Tasks and exercises >>
(a) Please reproduce the stretch of the article on Canada's assisted-dying law from "In 2021, the" through "and intolerable suffering.", word for word.
(b) Resume the article on Canada's assisted-dying law after its final sentence, carrying it forward in the same style.

:: Exercise text ::

DEC. 16, 2022 UPDATE: The Liberal government announced it will seek to delay the expansion of Canada's assisted-dying regime to include people whose sole underlying conditions are mental disorders. Justice Minister David Lametti said during a news conference that the government has heard concerns that the health-care system might not be prepared to handle those complicated cases. "Some provinces, territories and those working in the health-care system say that more time is needed," he said.

"It's relief. The relief is what I seek.”

John Scully is an 81-year-old retired journalist. After a 35-year struggle with severe depression, anxiety, suicidal ideation and post-traumatic stress disorder, Scully is waiting to ask for medical assistance in dying or MAiD.

In March 2023, Canada’s MAiD law was going to allow people whose sole underlying medical condition was mental illness to be eligible for an assisted death. But recently the federal government announced they’re seeking an extension before bringing the new law into effect.

"I would probably play some music and I would die peacefully," he told CTV W5. "I don't want to botch it again. I screwed up twice trying to kill myself."

He says he is clear-minded and competent. The evidence is in three books he's written, including "Am I Dead Yet: A Journalist's Perspective on Terrorism."

He’s already started the paperwork for the procedure and has the blessing of his two children and his wife of 57 years, Toni.

Outspoken MAiD provider Dr. Ellen Wiebe wants to help patients like John Scully.

"Mental illness and physical illness both can cause unbearable suffering," says Dr. Wiebe, who’s already provided MAiD to over 400 people with physical illnesses.

Canada’s Supreme Court and federal government are on her and John Scully's side.


MAiD became a legal medical procedure in 2016. It was first offered to those with terminal illnesses such as cancer.

In 2021, the law was amended to include non-terminal physical conditions such as chronic pain. Mental illness was initially excluded to give the government more time to come up with safeguards, which an expert panel of psychiatrists recommended in May of 2022.

Just like for physical illnesses, Canadians with mental disorders will need to show "grievous and irremediable" illness, suggesting their mental condition was incurable, with an advanced state of decline and intolerable suffering.

Two assessors need to confirm the request. And the patient must be found to be competent to make the decision, with a minimum 90-day assessment period before death is provided.

Dr. Wiebe says that more than 1,700 Canadian doctors and nurse practitioners now have six years of practice in assessing suffering patients with physical illnesses.

When assessing someone with a mental illness, she feels the questions are the same.

"Do they understand their disease? Do they understand the prognosis? Do they understand their choices?”

Under the recommended safeguards, people with mental illnesses will also have to show that they have "seriously considered" other treatments, but can refuse those treatments if they find they’re unacceptable.

:::
:: Provided material ::

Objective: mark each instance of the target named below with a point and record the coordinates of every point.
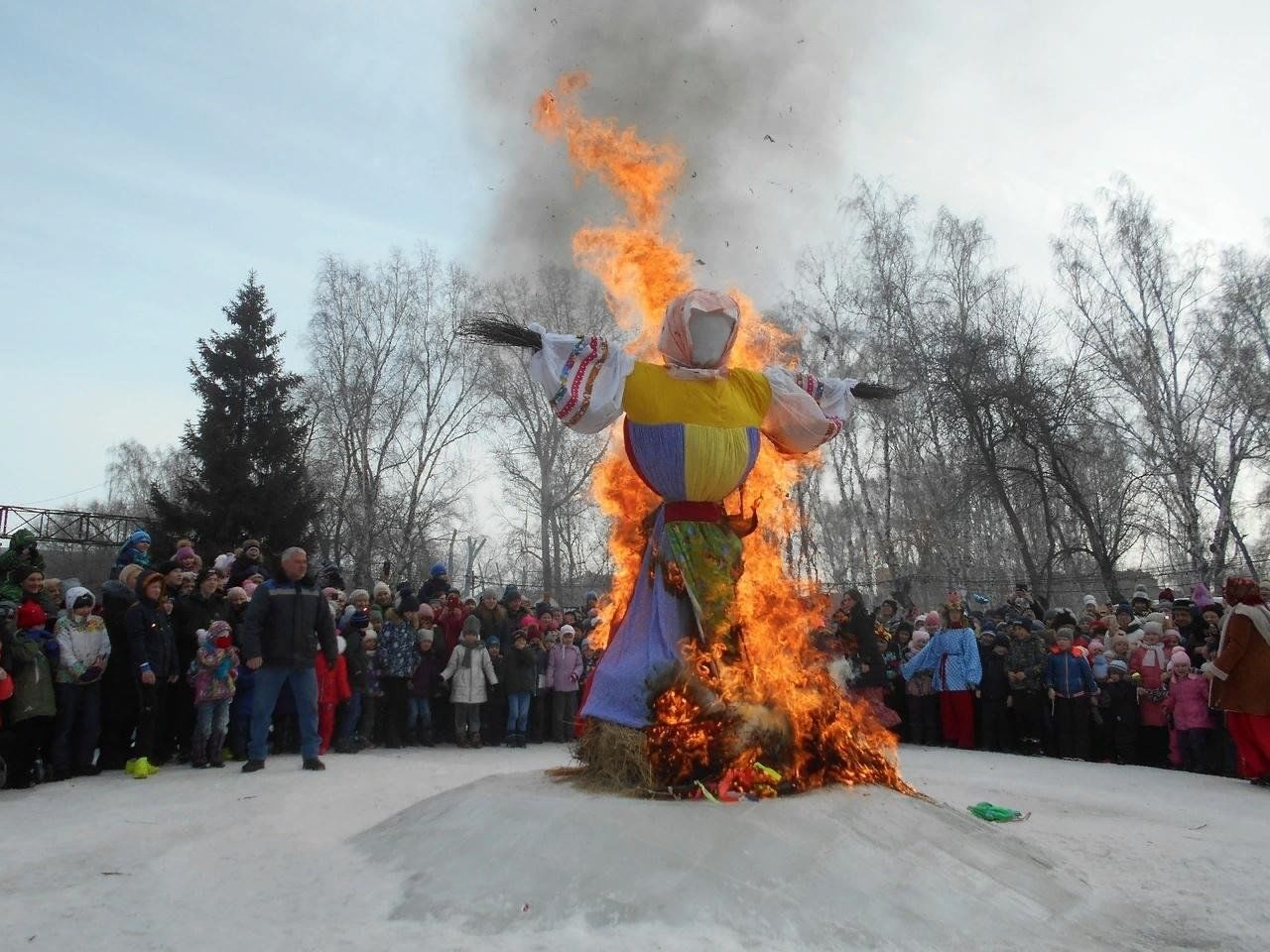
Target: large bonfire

:::

Exercise answers >>
(a)
In 2021, the law was amended to include non-terminal physical conditions such as chronic pain. Mental illness was initially excluded to give the government more time to come up with safeguards, which an expert panel of psychiatrists recommended in May of 2022.

Just like for physical illnesses, Canadians with mental disorders will need to show "grievous and irremediable" illness, suggesting their mental condition was incurable, with an advanced state of decline and intolerable suffering.

(b)
John Scully would likely qualify.

“I've tried every single so-called cure," says Scully from his Toronto apartment.

He has been hospitalized seven times, been on multiple medications, undergone counselling and has had 19 treatments with electroconvulsive therapy (ECT) that sends shocks to the brain to lift depression. He is now on 30 pills a day to try to manage his chronic pain and health problems.

He's not alone.

CTV’s W5 spoke with several Canadians with long-standing mental disorders who welcome the imminent change.

"There's going to be a rush for the doors," says Mitchell Tremblay.

The 40-year-old says he was diagnosed with severe depression as a teen and he also deals with anxiety, alcoholism, personality disorders and continual thoughts of suicide. He can’t work and lives in poverty on a disability payment of just under $1,200 a month.

"You know what your life is worth to you. And mine is worthless," he says.


"I had a patient who talked to me recently about MAiD who wants to die because of his belief no one will ever love him," Dr. John Maher told W5.

But some experts warn Canada is about to offer what they say will amount to "state-assisted suicide" for the mentally ill, at a time when health services are strained.

At the regular morning meeting at the Canadian Mental Health Association offices in Barrie, Ont., a team of social workers and nurses and psychiatrist John Maher discuss the people they are trying to help. A big part of their work has been suicide prevention.

"I had a patient who talked to me recently about MAiD who wants to die because of his belief no one will ever love him," Dr. Maher told W5.

He says colleagues have shared similar stories of patients in their care, enquiring about how to stop therapy and qualify for assisted death.

Dr. Maher says, “the wait times for our treatment programs in Ontario are up to five years.”

"There are cycles of illness... Some of it's up and down. It might be years. And then there's a burst of illness and suffering that we then take care of,” says Dr. Maher.

MAiD for mental illness is too close to suicide for his comfort.

“You're assisting someone in the completion of their suicide. The doctor is the sanitized gun," says Dr. Maher. One of his key concerns is how anyone can determine if someone with a mental illness is incurable, as is required by the legislation.

"I'm not at all disagreeing that there are people who have an irremediable illness. What I defy you or any other person in the universe to prove to me is that it's this person in front of you.”


Serena Bains says all this talk about MAiD for psychiatric disorders has only heightened her thoughts of suicide.

The 24-year-old who lives in Surrey, B.C. has severe depression, anxiety and borderline personality disorder. She was hospitalized once when she told a doctor she was planning her suicide.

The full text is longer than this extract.